What to do: Print nothing but the lines below starting at the line that holds "Query: rolled-up shirt sleeve" and ending at the line that holds "# test: point to the laptop screen, one", including both, each exactly as written.
------ Data extract
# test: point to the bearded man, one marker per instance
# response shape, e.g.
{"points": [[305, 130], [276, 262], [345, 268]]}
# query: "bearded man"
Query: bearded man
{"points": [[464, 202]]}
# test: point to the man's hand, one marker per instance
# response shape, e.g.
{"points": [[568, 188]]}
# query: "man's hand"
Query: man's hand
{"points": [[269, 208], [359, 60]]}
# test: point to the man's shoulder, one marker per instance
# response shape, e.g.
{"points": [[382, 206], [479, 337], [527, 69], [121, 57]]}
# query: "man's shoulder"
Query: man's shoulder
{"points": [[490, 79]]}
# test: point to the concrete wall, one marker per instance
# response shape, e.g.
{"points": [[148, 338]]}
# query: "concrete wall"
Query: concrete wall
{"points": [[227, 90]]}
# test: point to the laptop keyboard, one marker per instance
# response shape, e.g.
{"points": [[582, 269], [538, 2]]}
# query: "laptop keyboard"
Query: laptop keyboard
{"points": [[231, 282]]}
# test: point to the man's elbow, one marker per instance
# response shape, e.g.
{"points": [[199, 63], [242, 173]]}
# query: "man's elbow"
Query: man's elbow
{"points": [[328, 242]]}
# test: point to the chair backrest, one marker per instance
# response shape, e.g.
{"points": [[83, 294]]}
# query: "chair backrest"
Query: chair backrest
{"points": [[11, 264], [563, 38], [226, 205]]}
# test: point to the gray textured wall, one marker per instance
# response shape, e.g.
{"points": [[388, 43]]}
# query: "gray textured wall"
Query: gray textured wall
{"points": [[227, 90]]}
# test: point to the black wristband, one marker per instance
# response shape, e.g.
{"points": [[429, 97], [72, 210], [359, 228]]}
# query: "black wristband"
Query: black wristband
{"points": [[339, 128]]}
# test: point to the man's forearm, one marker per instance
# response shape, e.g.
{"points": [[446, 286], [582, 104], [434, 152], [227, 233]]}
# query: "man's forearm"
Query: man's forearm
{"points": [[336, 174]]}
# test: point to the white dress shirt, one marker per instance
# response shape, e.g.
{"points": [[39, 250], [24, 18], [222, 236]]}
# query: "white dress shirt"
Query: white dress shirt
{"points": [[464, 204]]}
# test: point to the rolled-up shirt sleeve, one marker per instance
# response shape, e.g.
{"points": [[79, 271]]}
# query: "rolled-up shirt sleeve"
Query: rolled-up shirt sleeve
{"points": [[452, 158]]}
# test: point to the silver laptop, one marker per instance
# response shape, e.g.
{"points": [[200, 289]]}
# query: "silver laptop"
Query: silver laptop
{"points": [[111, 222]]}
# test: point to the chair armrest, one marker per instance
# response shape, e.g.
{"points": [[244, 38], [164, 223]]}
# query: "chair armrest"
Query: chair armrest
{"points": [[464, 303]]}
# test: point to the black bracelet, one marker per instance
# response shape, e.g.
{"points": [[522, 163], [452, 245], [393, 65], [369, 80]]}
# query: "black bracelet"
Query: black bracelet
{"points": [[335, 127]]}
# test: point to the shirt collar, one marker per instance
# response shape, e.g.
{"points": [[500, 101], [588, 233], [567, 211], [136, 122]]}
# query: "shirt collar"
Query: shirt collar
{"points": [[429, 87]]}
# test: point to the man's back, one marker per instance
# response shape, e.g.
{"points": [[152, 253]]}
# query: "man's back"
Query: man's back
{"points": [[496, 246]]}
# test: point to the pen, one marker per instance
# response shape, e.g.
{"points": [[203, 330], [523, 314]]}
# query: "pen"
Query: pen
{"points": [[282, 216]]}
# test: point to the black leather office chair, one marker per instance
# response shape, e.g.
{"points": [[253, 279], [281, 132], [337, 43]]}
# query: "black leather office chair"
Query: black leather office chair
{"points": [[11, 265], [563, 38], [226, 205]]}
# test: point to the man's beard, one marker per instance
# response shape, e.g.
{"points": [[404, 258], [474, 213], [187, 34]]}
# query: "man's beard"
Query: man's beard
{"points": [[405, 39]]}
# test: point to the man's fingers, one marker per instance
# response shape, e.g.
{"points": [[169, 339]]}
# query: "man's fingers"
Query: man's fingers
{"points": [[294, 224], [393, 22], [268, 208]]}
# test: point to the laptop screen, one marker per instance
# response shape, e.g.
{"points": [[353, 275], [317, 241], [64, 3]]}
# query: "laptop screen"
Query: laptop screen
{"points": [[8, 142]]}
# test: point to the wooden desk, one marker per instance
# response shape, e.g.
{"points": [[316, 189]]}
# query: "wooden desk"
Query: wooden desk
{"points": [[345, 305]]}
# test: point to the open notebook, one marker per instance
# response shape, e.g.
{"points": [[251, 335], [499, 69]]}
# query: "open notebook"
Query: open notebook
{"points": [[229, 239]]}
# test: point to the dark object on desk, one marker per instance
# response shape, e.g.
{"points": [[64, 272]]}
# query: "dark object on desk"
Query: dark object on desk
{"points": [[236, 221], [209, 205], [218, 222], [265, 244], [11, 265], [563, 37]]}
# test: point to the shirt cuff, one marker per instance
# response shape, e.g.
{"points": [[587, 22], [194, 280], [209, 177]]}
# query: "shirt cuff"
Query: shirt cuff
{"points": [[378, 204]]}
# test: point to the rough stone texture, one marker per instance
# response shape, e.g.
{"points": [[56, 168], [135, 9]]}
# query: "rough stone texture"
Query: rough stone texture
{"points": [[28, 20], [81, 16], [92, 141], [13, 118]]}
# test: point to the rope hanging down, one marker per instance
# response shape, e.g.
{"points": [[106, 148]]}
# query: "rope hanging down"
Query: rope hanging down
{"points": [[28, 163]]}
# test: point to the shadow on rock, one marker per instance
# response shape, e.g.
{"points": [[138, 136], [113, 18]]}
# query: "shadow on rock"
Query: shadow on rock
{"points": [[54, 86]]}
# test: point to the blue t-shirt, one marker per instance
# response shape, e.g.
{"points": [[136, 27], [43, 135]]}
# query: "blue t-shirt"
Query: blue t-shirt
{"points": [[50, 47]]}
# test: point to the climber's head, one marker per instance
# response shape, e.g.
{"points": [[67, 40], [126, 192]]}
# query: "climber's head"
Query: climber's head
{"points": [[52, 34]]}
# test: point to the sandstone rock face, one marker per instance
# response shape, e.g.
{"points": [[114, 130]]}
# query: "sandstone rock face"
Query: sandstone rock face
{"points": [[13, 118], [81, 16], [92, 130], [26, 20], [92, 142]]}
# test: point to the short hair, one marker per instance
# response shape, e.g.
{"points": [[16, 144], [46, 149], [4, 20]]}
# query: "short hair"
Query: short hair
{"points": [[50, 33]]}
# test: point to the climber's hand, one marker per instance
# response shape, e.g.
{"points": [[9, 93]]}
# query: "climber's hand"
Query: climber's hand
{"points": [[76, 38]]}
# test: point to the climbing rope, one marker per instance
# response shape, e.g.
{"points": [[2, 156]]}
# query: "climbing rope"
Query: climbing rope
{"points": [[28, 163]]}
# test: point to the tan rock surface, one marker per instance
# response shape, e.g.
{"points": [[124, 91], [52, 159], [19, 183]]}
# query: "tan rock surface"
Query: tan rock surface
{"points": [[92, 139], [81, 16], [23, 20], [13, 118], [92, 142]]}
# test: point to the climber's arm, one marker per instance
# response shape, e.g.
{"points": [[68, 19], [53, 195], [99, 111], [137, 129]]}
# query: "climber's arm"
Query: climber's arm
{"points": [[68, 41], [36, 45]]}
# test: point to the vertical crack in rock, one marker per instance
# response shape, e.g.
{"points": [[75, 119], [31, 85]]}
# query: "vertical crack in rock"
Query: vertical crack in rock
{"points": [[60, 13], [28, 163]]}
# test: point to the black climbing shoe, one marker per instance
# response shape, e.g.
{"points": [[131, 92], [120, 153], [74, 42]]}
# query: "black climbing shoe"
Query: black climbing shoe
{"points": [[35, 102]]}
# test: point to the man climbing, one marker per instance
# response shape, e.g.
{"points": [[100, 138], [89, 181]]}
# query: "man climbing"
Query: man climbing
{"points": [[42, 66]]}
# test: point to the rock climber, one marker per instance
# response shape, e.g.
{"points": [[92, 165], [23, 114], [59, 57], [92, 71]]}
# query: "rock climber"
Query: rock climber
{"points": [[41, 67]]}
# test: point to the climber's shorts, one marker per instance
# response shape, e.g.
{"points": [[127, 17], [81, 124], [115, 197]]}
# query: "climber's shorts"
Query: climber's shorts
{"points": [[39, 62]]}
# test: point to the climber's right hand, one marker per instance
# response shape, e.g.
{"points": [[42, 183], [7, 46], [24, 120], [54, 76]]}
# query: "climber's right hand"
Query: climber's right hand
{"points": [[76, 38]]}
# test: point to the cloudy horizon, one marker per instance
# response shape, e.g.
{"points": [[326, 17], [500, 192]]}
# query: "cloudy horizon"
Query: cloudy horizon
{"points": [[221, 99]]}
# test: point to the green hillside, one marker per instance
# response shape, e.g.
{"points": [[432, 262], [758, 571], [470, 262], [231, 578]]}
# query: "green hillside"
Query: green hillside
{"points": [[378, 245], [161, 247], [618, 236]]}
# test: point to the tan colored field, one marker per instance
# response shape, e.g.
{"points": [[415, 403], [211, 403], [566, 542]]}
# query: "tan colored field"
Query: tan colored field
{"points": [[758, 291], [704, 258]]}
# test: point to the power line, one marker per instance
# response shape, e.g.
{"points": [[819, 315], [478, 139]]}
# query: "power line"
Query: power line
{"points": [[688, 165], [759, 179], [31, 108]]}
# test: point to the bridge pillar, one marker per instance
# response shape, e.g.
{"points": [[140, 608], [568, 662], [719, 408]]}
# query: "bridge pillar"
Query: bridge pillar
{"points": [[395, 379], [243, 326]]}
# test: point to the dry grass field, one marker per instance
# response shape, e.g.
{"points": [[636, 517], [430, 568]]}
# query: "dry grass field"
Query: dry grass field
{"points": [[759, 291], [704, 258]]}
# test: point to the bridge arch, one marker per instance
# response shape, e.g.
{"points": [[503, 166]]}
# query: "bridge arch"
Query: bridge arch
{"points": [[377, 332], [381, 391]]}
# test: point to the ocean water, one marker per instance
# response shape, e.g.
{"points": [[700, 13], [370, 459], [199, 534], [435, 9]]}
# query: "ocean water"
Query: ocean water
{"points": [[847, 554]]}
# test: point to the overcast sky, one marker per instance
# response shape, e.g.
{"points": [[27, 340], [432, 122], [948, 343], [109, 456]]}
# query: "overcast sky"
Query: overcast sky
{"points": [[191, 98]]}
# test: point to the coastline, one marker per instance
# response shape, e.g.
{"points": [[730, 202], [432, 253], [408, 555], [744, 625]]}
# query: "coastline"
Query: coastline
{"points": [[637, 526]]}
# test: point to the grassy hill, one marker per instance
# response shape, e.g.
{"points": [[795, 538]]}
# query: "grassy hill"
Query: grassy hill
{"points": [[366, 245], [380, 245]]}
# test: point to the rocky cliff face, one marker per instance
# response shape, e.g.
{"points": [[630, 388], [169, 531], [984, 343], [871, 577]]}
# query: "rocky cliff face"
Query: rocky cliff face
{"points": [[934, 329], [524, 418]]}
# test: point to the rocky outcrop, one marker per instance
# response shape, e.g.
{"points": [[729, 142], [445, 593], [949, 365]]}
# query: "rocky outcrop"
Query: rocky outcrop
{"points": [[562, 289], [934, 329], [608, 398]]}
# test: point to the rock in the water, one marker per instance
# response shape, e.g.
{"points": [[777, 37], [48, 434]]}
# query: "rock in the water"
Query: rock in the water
------------
Reply to the exercise:
Query: rolled-up shirt sleeve
{"points": [[452, 158]]}
# test: point to the silver laptop, one marker per instance
# response shape, e.g.
{"points": [[200, 289]]}
# query: "silver laptop"
Query: silver laptop
{"points": [[111, 222]]}
# test: point to the chair armrest, one marker per instance
# response shape, e.g.
{"points": [[244, 38], [164, 223]]}
# query: "chair armrest"
Query: chair armrest
{"points": [[464, 303]]}
# test: point to the black bracelet, one marker per instance
# response shape, e.g.
{"points": [[522, 163], [452, 245], [393, 65], [369, 80]]}
# query: "black bracelet"
Query: black bracelet
{"points": [[335, 127]]}
# test: point to the shirt collar, one marker per instance
# response shape, e.g.
{"points": [[500, 101], [588, 233], [567, 211], [136, 122]]}
# query: "shirt collar"
Query: shirt collar
{"points": [[429, 87]]}
# test: point to the man's back, one marker per instance
# response shape, e.g.
{"points": [[152, 253]]}
# query: "man's back"
Query: man's back
{"points": [[496, 246]]}
# test: point to the pen, one marker per instance
# response shape, e.g.
{"points": [[203, 330], [523, 314]]}
# query: "pen"
Query: pen
{"points": [[282, 216]]}
# test: point to the black leather office chair, one marker per instance
# response shape, e.g.
{"points": [[253, 279], [281, 132], [337, 43]]}
# query: "black leather office chair"
Query: black leather office chair
{"points": [[11, 265], [563, 38], [226, 205]]}
# test: point to the man's beard, one marker per instance
# response shape, e.g.
{"points": [[404, 258], [474, 213], [187, 34]]}
# query: "man's beard"
Query: man's beard
{"points": [[405, 39]]}
# test: point to the man's fingers, one marker per instance
# response shape, e.g.
{"points": [[169, 339]]}
# query: "man's fingers"
Query: man's fingers
{"points": [[294, 224], [393, 22], [268, 208]]}
# test: point to the laptop screen, one marker per instance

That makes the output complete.